— BEGIN —
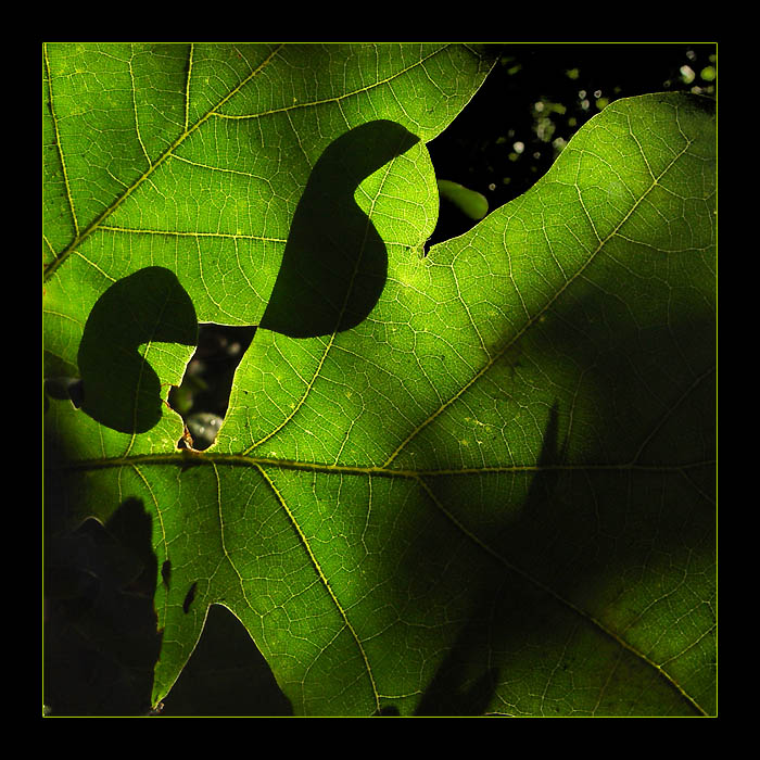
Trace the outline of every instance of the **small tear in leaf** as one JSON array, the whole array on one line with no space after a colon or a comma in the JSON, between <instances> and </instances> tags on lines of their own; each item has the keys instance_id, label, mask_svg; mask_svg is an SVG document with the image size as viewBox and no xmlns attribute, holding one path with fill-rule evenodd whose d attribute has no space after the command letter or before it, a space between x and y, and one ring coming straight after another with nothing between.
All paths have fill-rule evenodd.
<instances>
[{"instance_id":1,"label":"small tear in leaf","mask_svg":"<svg viewBox=\"0 0 760 760\"><path fill-rule=\"evenodd\" d=\"M182 601L182 612L187 615L190 611L190 605L192 604L192 600L195 598L195 586L198 586L198 581L193 583L190 586L190 590L185 596L185 601Z\"/></svg>"}]
</instances>

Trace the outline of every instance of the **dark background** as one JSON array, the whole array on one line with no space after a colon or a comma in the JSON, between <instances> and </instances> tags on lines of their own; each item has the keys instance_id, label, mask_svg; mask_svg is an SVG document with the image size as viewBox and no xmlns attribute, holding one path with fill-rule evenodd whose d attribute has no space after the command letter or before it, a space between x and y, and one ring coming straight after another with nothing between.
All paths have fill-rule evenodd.
<instances>
[{"instance_id":1,"label":"dark background","mask_svg":"<svg viewBox=\"0 0 760 760\"><path fill-rule=\"evenodd\" d=\"M496 208L530 189L607 103L674 90L715 97L715 53L711 43L499 46L499 61L483 87L428 144L436 176L482 193ZM429 244L474 224L442 202ZM254 332L201 329L186 381L169 396L197 448L207 447L218 430L235 368ZM48 541L46 714L147 714L150 707L159 644L152 617L156 568L142 506L124 507L105 527L88 521ZM230 612L212 607L162 714L289 713L245 630Z\"/></svg>"}]
</instances>

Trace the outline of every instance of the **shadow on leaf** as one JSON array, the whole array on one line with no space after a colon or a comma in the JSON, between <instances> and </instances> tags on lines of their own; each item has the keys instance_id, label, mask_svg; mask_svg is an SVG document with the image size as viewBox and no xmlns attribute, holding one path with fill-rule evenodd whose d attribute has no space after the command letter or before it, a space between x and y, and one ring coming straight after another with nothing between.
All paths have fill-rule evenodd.
<instances>
[{"instance_id":1,"label":"shadow on leaf","mask_svg":"<svg viewBox=\"0 0 760 760\"><path fill-rule=\"evenodd\" d=\"M77 357L81 408L123 433L144 433L161 419L153 343L195 345L195 308L174 273L147 267L111 286L92 307ZM145 355L138 351L148 345Z\"/></svg>"},{"instance_id":2,"label":"shadow on leaf","mask_svg":"<svg viewBox=\"0 0 760 760\"><path fill-rule=\"evenodd\" d=\"M45 704L53 715L137 715L150 706L161 634L151 516L128 498L46 542Z\"/></svg>"},{"instance_id":3,"label":"shadow on leaf","mask_svg":"<svg viewBox=\"0 0 760 760\"><path fill-rule=\"evenodd\" d=\"M377 121L327 148L295 210L262 328L314 338L367 317L385 284L388 254L354 194L364 179L418 141L400 124Z\"/></svg>"}]
</instances>

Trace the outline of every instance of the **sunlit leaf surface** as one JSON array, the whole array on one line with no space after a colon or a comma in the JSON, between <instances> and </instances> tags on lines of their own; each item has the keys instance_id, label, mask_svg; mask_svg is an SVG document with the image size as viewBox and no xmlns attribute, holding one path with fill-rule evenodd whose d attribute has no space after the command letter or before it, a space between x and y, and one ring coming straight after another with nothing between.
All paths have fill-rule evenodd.
<instances>
[{"instance_id":1,"label":"sunlit leaf surface","mask_svg":"<svg viewBox=\"0 0 760 760\"><path fill-rule=\"evenodd\" d=\"M46 46L49 522L150 516L153 704L220 604L296 714L714 713L711 103L425 255L489 54ZM197 321L262 326L202 454Z\"/></svg>"}]
</instances>

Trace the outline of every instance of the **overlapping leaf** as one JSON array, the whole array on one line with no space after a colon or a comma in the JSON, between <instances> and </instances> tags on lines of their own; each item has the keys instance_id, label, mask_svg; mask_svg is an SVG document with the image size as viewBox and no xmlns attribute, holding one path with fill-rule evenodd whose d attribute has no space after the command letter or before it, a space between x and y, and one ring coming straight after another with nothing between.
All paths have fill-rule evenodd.
<instances>
[{"instance_id":1,"label":"overlapping leaf","mask_svg":"<svg viewBox=\"0 0 760 760\"><path fill-rule=\"evenodd\" d=\"M49 373L107 345L103 299L148 324L134 350L163 383L191 351L159 329L186 334L182 293L201 321L271 328L203 455L142 376L115 383L123 429L107 388L48 410L72 514L152 516L154 700L218 603L299 713L714 710L709 104L615 103L425 256L425 142L481 55L46 49ZM340 177L355 220L325 200ZM112 299L148 267L176 278L163 301Z\"/></svg>"}]
</instances>

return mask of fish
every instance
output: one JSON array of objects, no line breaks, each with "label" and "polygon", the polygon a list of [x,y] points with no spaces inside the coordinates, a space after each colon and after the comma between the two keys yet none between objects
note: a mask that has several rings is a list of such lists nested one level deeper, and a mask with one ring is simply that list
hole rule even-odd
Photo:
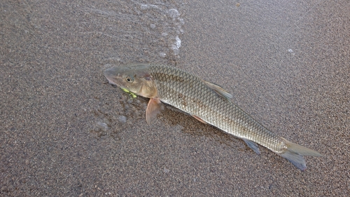
[{"label": "fish", "polygon": [[109,83],[124,91],[150,98],[146,121],[150,124],[164,108],[172,105],[197,120],[239,137],[257,154],[260,144],[287,159],[302,171],[304,156],[323,156],[270,131],[232,101],[232,95],[221,86],[184,70],[157,64],[132,64],[104,71]]}]

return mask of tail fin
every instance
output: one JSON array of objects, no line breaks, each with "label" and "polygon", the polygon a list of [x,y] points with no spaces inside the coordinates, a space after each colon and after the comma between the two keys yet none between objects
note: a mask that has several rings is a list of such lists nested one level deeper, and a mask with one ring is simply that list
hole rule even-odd
[{"label": "tail fin", "polygon": [[287,145],[287,149],[279,155],[289,161],[302,171],[304,171],[307,168],[305,160],[302,156],[323,156],[314,150],[289,142],[283,137],[282,139]]}]

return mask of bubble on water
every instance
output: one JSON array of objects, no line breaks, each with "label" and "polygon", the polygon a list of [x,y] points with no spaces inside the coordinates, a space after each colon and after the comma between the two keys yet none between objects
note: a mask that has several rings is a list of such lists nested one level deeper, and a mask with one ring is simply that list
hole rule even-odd
[{"label": "bubble on water", "polygon": [[178,55],[178,48],[181,46],[181,40],[178,38],[178,36],[175,37],[175,43],[172,45],[172,49],[174,51],[174,54]]},{"label": "bubble on water", "polygon": [[164,168],[164,172],[169,173],[169,172],[170,172],[170,170],[169,169]]},{"label": "bubble on water", "polygon": [[141,10],[147,10],[148,8],[148,6],[146,4],[142,4],[141,5]]},{"label": "bubble on water", "polygon": [[168,14],[170,18],[177,18],[180,16],[180,14],[178,13],[178,11],[176,11],[176,9],[170,9],[168,11]]},{"label": "bubble on water", "polygon": [[122,123],[126,123],[127,117],[125,116],[119,116],[119,117],[118,117],[118,120]]},{"label": "bubble on water", "polygon": [[104,131],[106,131],[109,128],[108,125],[106,123],[100,121],[97,122],[97,127]]},{"label": "bubble on water", "polygon": [[176,40],[175,45],[178,48],[180,48],[180,46],[181,46],[181,40],[178,38],[178,36],[176,36],[175,40]]}]

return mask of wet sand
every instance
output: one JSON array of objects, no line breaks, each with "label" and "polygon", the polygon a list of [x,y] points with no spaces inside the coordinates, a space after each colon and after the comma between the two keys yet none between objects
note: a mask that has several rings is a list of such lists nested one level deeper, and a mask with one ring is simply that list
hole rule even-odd
[{"label": "wet sand", "polygon": [[[350,195],[347,1],[130,2],[0,4],[0,196]],[[103,76],[136,62],[221,85],[326,157],[301,172],[169,106],[147,125]]]}]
— END —
TASK INSTRUCTIONS: Each line of the data should be quoted exactly, with pictures left out.

FINAL ANSWER:
Trace the outline of every instance of the **small tear in leaf** as one JSON array, the whole array on one line with no space after a colon or a comma in the JSON, between <instances> and </instances> tags on lines of their own; each item has the keys instance_id, label, mask_svg; mask_svg is an SVG document with the image size as viewBox and no xmlns attribute, holding one path with fill-rule evenodd whose d attribute has no space after the command letter or before it, a space between x and y, and one ring coming straight after another with nothing between.
All paths have fill-rule evenodd.
<instances>
[{"instance_id":1,"label":"small tear in leaf","mask_svg":"<svg viewBox=\"0 0 760 760\"><path fill-rule=\"evenodd\" d=\"M182 601L182 612L187 615L190 611L190 605L192 604L192 600L195 598L195 586L198 586L198 581L193 583L190 586L190 590L185 596L185 601Z\"/></svg>"}]
</instances>

Trace the outline of every instance of the **dark background** as one JSON array, the whole array on one line with no space after a colon or a comma in the JSON, between <instances> and </instances> tags on lines of their own; each item has the keys instance_id, label, mask_svg; mask_svg is an SVG document with the image size as viewBox and no xmlns attribute, holding one path with fill-rule evenodd whose d attribute has no space after the command letter or before it, a space between x and y, and one ring coming straight after another with nothing between.
All paths have fill-rule evenodd.
<instances>
[{"instance_id":1,"label":"dark background","mask_svg":"<svg viewBox=\"0 0 760 760\"><path fill-rule=\"evenodd\" d=\"M496 208L530 189L607 103L674 90L715 97L715 53L711 43L499 46L499 61L483 87L428 144L436 176L482 193ZM429 244L474 224L442 202ZM254 332L201 329L186 381L169 396L197 448L207 447L218 430L235 368ZM48 541L46 714L147 714L150 707L159 644L152 617L156 568L142 506L124 507L105 527L88 521ZM230 612L212 607L162 714L289 713L245 630Z\"/></svg>"}]
</instances>

Trace the outline of every instance of the **shadow on leaf** as one JSON array, the whole array on one line with no space after a colon or a comma in the JSON, between <instances> and </instances> tags on lines of their own; each item has the keys instance_id, label, mask_svg; mask_svg is an SVG document with the image size as viewBox and no xmlns attribute, holding one path with fill-rule evenodd whose d attribute has no space after the command letter or before it, a space between x and y, and one ring coming straight after another with nothing between.
All paths have fill-rule evenodd.
<instances>
[{"instance_id":1,"label":"shadow on leaf","mask_svg":"<svg viewBox=\"0 0 760 760\"><path fill-rule=\"evenodd\" d=\"M77 357L81 408L123 433L144 433L161 419L153 343L195 345L195 308L174 273L147 267L111 286L92 307ZM145 355L138 351L148 345Z\"/></svg>"},{"instance_id":2,"label":"shadow on leaf","mask_svg":"<svg viewBox=\"0 0 760 760\"><path fill-rule=\"evenodd\" d=\"M45 704L53 715L137 715L150 706L161 634L151 516L128 498L46 542Z\"/></svg>"},{"instance_id":3,"label":"shadow on leaf","mask_svg":"<svg viewBox=\"0 0 760 760\"><path fill-rule=\"evenodd\" d=\"M377 121L327 148L295 210L262 328L314 338L367 317L385 284L388 254L354 194L364 179L418 141L400 124Z\"/></svg>"}]
</instances>

Trace the outline of every instance of the **sunlit leaf surface** as one JSON array, the whole array on one line with no space after a colon or a comma in the JSON, between <instances> and </instances> tags on lines of their own; each item has the keys instance_id, label, mask_svg; mask_svg is an SVG document with the image size as viewBox and no xmlns attribute, holding one path with fill-rule evenodd whose d attribute has no space after the command letter or before it, a space between x and y, and one ring coming straight after another with nothing between.
All paths have fill-rule evenodd.
<instances>
[{"instance_id":1,"label":"sunlit leaf surface","mask_svg":"<svg viewBox=\"0 0 760 760\"><path fill-rule=\"evenodd\" d=\"M46 46L49 522L150 516L153 704L220 604L296 714L714 713L711 103L425 255L489 54ZM197 321L262 326L202 454Z\"/></svg>"}]
</instances>

Trace the outline of every instance of the **overlapping leaf** as one JSON array, the whole array on one line with no space after a colon or a comma in the JSON, between <instances> and </instances> tags on lines of their own; each item has the keys instance_id, label, mask_svg; mask_svg is an SVG document with the image size as viewBox and no xmlns attribute, holding one path with fill-rule evenodd whose d attribute has no space after the command letter or before it, a space between x and y, and one ring coming straight after another with nothing between.
All paths have fill-rule evenodd.
<instances>
[{"instance_id":1,"label":"overlapping leaf","mask_svg":"<svg viewBox=\"0 0 760 760\"><path fill-rule=\"evenodd\" d=\"M49 373L107 345L103 299L148 324L134 350L163 383L191 351L159 329L186 334L182 293L201 321L271 328L203 455L142 376L115 383L123 429L107 388L48 410L72 514L152 516L154 700L218 603L299 713L714 710L709 104L615 103L425 256L425 142L481 55L46 49ZM340 177L355 220L325 200ZM112 299L148 267L176 278L163 301Z\"/></svg>"}]
</instances>

return mask of fish
every instance
output: one JSON array of objects, no line breaks, each with "label" and "polygon", the polygon a list of [x,y] points with no spaces inside the coordinates, a space after each colon and after the comma between the two keys yet none between objects
note: a mask that has several rings is a list of such lists nested one level deeper, and a mask with one ring is simply that list
hole rule even-odd
Photo:
[{"label": "fish", "polygon": [[109,83],[124,91],[150,98],[146,121],[150,124],[164,108],[172,105],[197,120],[239,137],[257,154],[260,144],[287,159],[302,171],[304,156],[323,156],[270,131],[232,101],[232,95],[221,86],[184,70],[157,64],[132,64],[104,71]]}]

return mask of tail fin
every instance
output: one JSON array of objects, no line breaks, each with "label" and "polygon", the polygon a list of [x,y] points with no spaces inside the coordinates, a space after each colon and after the comma between the two keys yet none between objects
note: a mask that has several rings is a list of such lists nested one level deeper, and a mask with one ring is simply that list
hole rule even-odd
[{"label": "tail fin", "polygon": [[287,145],[287,149],[279,155],[289,161],[302,171],[304,171],[307,168],[305,160],[302,156],[323,156],[314,150],[289,142],[283,137],[282,139]]}]

return mask of bubble on water
every instance
output: one JSON array of objects, no line breaks, each with "label" and "polygon", the polygon a list of [x,y] points with no spaces inside the coordinates, a space after each colon and after the comma between the two keys yet none between objects
note: a mask that has several rings is a list of such lists nested one level deeper, and a mask with one ring is simply that list
hole rule even-odd
[{"label": "bubble on water", "polygon": [[178,55],[178,48],[181,46],[181,40],[178,38],[178,36],[175,37],[175,43],[172,45],[172,49],[174,51],[174,54]]},{"label": "bubble on water", "polygon": [[164,168],[164,172],[169,173],[169,172],[170,172],[170,170],[169,169]]},{"label": "bubble on water", "polygon": [[141,10],[147,10],[148,8],[148,6],[146,4],[142,4],[141,5]]},{"label": "bubble on water", "polygon": [[168,14],[170,18],[177,18],[180,16],[180,14],[178,13],[178,11],[176,11],[176,9],[170,9],[168,11]]},{"label": "bubble on water", "polygon": [[122,123],[126,123],[127,117],[125,116],[119,116],[119,117],[118,117],[118,120]]},{"label": "bubble on water", "polygon": [[104,131],[106,131],[109,128],[108,125],[106,123],[100,121],[97,122],[97,127]]},{"label": "bubble on water", "polygon": [[176,40],[175,45],[178,48],[180,48],[180,46],[181,46],[181,40],[178,38],[178,36],[176,36],[175,40]]}]

return mask of wet sand
every instance
output: one JSON array of objects, no line breaks, each with "label" and "polygon", the polygon a list of [x,y] points with no spaces inside the coordinates, a space after each colon and after the comma between the two keys yet none between objects
note: a mask that has several rings is a list of such lists nested one level deeper, and a mask with one ring is simply that list
hole rule even-odd
[{"label": "wet sand", "polygon": [[[350,195],[347,1],[130,2],[0,4],[0,196]],[[103,76],[136,62],[221,85],[326,157],[301,172],[169,106],[147,125]]]}]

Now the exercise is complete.